Pointing dataset excerpts
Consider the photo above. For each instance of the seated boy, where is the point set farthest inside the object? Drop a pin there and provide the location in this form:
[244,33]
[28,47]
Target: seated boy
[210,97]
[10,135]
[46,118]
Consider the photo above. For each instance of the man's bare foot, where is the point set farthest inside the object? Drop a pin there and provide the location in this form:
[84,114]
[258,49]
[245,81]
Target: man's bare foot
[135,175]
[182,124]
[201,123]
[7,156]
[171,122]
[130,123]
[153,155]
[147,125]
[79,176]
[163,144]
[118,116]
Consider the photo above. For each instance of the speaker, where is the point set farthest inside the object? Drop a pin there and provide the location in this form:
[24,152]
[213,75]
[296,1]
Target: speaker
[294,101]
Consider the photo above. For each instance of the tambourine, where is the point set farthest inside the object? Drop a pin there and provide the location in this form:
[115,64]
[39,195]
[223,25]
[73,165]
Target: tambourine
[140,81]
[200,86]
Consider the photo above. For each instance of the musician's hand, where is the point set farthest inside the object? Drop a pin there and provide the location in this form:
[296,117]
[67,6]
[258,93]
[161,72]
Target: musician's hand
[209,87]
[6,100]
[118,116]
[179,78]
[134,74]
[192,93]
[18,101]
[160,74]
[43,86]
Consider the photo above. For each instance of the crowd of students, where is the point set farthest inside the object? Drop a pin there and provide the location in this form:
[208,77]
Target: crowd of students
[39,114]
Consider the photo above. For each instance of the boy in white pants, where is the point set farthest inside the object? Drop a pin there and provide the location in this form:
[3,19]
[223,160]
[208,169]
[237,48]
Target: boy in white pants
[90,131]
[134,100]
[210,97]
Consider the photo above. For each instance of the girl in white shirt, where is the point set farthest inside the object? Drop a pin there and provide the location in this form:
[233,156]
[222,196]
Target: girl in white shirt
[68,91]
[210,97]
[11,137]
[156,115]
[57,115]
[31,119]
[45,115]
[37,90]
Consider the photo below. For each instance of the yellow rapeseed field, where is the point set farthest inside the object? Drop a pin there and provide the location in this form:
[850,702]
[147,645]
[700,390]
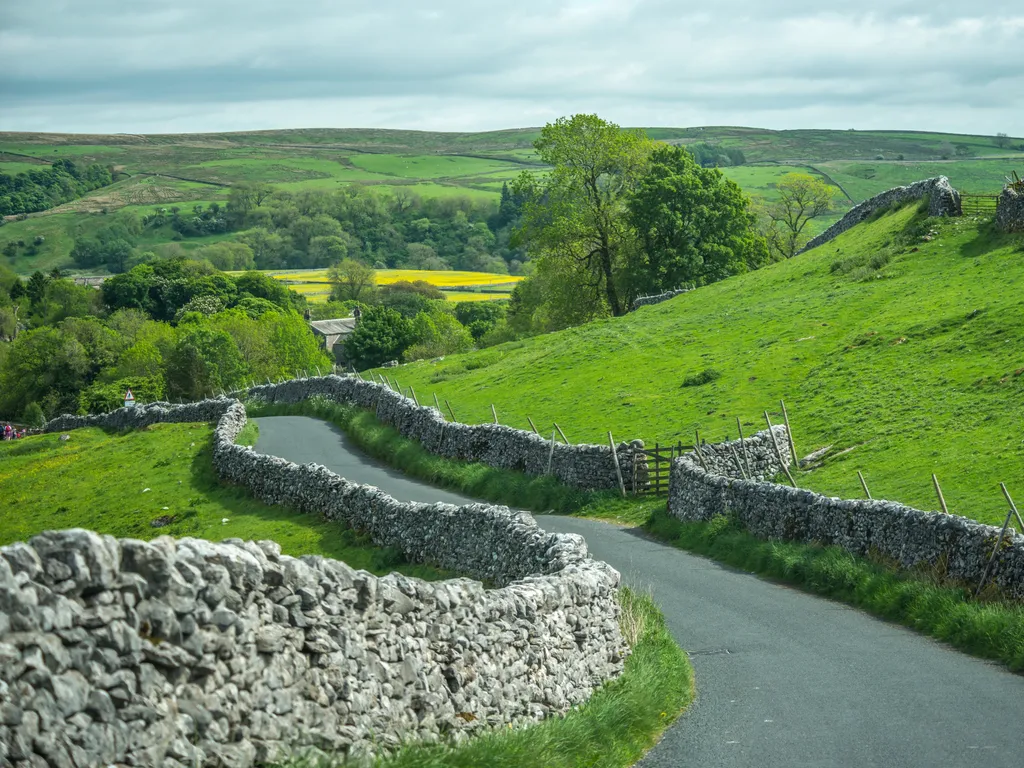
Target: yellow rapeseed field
[313,283]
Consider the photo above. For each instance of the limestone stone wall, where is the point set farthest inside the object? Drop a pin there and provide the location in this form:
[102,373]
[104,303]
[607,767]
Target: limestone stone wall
[943,201]
[907,536]
[183,652]
[1010,210]
[656,298]
[589,467]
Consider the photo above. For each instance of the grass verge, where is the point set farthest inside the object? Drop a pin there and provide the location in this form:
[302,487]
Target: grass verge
[156,481]
[990,629]
[612,730]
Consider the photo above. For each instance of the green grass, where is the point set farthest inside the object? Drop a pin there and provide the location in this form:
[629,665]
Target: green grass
[613,729]
[444,165]
[120,483]
[919,600]
[907,358]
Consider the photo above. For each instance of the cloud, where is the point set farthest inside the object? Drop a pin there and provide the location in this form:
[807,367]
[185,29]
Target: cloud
[143,67]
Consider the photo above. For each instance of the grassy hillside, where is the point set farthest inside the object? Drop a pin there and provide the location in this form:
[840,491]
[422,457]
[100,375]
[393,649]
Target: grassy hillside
[899,344]
[121,483]
[201,168]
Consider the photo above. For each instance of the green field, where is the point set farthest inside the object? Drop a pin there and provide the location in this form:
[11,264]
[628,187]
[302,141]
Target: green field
[903,353]
[121,483]
[163,170]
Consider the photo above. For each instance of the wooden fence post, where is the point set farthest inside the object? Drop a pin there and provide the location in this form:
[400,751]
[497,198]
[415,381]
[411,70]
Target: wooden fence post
[697,451]
[742,446]
[619,471]
[778,452]
[739,464]
[938,491]
[998,542]
[1013,506]
[863,484]
[788,433]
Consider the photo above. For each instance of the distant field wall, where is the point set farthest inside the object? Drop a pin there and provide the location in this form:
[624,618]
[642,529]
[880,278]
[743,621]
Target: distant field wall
[184,652]
[587,467]
[943,200]
[704,486]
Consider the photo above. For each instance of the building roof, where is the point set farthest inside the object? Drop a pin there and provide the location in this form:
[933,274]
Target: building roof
[339,327]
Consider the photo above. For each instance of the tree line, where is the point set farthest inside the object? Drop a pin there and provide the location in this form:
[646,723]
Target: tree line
[175,329]
[60,182]
[621,216]
[180,329]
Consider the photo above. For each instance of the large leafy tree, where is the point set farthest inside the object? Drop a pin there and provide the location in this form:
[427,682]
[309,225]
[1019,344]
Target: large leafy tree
[382,335]
[802,198]
[693,225]
[577,217]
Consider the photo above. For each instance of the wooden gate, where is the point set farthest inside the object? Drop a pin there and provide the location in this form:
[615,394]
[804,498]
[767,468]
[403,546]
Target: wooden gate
[659,467]
[979,204]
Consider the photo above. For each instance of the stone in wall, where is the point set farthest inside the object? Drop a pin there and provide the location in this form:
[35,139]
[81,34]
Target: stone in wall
[909,537]
[943,200]
[1010,210]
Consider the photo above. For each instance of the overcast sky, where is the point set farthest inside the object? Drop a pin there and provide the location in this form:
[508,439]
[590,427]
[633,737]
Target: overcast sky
[146,67]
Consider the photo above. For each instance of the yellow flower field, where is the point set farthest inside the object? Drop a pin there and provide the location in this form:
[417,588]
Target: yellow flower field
[313,283]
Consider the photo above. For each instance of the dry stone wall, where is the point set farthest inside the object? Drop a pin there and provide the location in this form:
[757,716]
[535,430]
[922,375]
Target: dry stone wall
[1010,210]
[183,652]
[906,536]
[943,201]
[656,298]
[588,467]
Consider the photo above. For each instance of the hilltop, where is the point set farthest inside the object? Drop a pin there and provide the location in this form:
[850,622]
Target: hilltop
[897,344]
[158,171]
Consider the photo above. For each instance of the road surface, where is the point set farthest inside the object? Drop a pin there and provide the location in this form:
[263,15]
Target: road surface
[784,679]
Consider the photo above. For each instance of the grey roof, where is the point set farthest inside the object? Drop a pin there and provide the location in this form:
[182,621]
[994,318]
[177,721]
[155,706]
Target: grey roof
[339,327]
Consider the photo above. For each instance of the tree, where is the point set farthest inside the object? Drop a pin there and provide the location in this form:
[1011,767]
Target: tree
[203,361]
[694,225]
[351,281]
[382,335]
[437,335]
[578,217]
[801,199]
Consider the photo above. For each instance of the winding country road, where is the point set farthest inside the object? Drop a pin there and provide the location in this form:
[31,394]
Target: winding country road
[783,679]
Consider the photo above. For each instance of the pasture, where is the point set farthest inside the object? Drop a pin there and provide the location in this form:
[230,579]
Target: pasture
[165,170]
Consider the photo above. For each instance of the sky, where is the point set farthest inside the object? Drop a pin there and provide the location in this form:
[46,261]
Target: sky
[202,66]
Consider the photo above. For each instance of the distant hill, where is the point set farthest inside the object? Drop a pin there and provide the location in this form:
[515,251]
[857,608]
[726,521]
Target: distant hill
[187,169]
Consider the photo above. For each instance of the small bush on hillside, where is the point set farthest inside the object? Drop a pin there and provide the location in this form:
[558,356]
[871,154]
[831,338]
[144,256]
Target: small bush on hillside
[705,377]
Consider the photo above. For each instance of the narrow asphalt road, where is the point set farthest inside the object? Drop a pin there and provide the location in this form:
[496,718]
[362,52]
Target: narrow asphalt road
[783,679]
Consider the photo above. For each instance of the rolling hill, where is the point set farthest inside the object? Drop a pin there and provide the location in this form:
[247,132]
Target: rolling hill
[190,169]
[898,344]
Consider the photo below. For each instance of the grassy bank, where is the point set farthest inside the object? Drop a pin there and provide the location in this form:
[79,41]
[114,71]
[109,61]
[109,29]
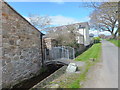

[Exercise instructions] Copy out word for word the part of the records that starts at the line containing "distant hill, where" and runs through the end of the records. Leave the pictures out of your answer.

[Answer to this problem]
Consider the photo above. For each instance of the distant hill, where is the point set farthest inside the object? Drop a pin there and provide the location in this form:
[515,251]
[857,608]
[726,521]
Target: distant hill
[187,169]
Consider the photo above. For each instance of the small bush on hillside, where is the point set farthest inside the object? Drop a pin there and provide the location in this form:
[558,356]
[871,154]
[831,338]
[144,256]
Target: small bush on hillside
[705,377]
Consider the photo above. For each instance of the narrow asphalt road, where is the point set farthest inside the object? Drop a pin there and provide the location in this form:
[496,718]
[362,52]
Target: narrow asphalt road
[783,679]
Consider the photo above. For each instance of the rolling hill, where is the point set farthest inside the object? Drop a pin there and provide the location in this form:
[247,132]
Target: rolling hill
[190,169]
[898,344]
Consider the photo below. For each instance of the grassy bank, where is the point set farthest inside the object? Drop a pin there and provide the location in this form:
[79,41]
[114,71]
[109,61]
[109,29]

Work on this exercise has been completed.